_Passage shown_.

[Begin]

Highly regular logic is better expressed in generalizations, and inferable
logic is better expressed in a compressed, normalized fashion rather than
repeated and duplicated.

The more irregular logic becomes, the more it fights generalization and needs
special cases. The ultimate special case is a programming language (and code
is data too!). The risk in expressing rules in the form of data is that to
handle all edge cases, you encode a custom programming language without all
the resources that supports programming languages, like editors, debuggers,
source control, developer mindshare, stack overflow, etc. But not all logic is
irregular enough to warrant it.

------
thanatropism
There was a minor hype cycle with SMT solvers in 2019.

For a while I was extremely fascinated by SAT as an encoding for hard problems
that somehow had heuristic fast solvers; particularly by SATPLAN, the blocks
world, etc.

[End]

_Information given_.
[Begin]

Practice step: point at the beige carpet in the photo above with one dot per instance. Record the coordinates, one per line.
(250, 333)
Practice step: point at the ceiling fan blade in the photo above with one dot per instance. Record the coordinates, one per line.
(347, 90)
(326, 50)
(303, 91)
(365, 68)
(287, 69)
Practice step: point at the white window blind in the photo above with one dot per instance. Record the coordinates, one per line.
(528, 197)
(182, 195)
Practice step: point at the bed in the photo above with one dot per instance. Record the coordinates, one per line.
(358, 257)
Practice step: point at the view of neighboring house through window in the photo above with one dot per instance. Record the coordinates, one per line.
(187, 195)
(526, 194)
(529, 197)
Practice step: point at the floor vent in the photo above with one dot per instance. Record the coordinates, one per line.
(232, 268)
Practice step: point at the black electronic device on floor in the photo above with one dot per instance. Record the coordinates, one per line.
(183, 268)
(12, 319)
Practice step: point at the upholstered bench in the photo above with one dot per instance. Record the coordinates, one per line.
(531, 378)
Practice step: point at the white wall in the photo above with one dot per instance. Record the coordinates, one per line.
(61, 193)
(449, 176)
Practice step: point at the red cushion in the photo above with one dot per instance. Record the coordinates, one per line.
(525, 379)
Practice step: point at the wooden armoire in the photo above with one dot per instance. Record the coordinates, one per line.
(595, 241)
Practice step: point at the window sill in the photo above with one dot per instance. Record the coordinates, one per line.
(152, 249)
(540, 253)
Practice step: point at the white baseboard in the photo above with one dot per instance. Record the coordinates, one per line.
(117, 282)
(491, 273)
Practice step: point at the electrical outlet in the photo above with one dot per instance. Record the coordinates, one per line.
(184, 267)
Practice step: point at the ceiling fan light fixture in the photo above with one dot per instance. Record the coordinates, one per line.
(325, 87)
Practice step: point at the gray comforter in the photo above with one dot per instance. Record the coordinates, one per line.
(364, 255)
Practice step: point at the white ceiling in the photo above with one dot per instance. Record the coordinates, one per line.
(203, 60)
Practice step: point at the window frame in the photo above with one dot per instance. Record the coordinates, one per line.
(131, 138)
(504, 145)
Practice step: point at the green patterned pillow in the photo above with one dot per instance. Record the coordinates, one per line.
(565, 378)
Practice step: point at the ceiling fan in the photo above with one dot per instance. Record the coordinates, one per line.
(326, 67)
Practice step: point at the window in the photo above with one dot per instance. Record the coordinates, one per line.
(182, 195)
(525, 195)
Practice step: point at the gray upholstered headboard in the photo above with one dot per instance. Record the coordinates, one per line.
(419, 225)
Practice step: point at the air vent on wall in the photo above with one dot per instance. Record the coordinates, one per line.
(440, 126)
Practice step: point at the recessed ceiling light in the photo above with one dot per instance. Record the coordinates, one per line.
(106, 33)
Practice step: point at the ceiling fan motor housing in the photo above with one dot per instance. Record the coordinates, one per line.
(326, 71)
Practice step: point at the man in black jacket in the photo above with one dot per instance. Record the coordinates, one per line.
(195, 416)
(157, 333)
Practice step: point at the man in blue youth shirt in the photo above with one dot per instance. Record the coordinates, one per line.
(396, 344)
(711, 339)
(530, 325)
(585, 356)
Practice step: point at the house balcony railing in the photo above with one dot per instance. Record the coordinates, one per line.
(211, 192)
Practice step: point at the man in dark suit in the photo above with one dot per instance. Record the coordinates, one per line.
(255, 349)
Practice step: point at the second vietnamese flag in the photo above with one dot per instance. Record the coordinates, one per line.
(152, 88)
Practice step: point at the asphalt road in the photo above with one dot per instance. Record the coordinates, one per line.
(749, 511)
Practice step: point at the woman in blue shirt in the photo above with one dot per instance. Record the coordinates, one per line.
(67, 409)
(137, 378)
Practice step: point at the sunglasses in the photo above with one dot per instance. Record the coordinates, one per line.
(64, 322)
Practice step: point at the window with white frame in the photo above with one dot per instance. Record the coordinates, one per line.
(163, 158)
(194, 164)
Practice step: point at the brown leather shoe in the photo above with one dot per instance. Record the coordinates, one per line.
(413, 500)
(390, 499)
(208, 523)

[End]

_Set exercise 1_. In the forum excerpt on logic and data, list every resource the text names as supporting programming languages.
_Set exercise 2_. Write the next few sentences of the forum excerpt on logic and data, picking up after its last sentence.
The lines aren't needed for anything here.

_Expected output 1_. editors, debuggers, source control, developer mindshare, stack overflow

_Expected output 2_.
But there's an useful contrast with Lisp, the other thing everyone within a
radius of HN would like to emerge as winner. Lisp is essentially a syntax
concept. It isn't particularly opinionated about problems -- on the opposite,
it's indefinitely extensible to accomodate nearly everything. So we have
Clojure and Hy (a Lisp that superficially imitates Clojure but compiles to the
Python AST) and people doing scikit-learn ML on Lisp.

Logic programming, on the other hand, wants problems to be formulated on _its_
terms. It needs the world itself to change to "win big". Of course logic
programming problems aren't going to disappear, as sparse linear algebra
programs won't. But this isn't a paradigm, it's an application.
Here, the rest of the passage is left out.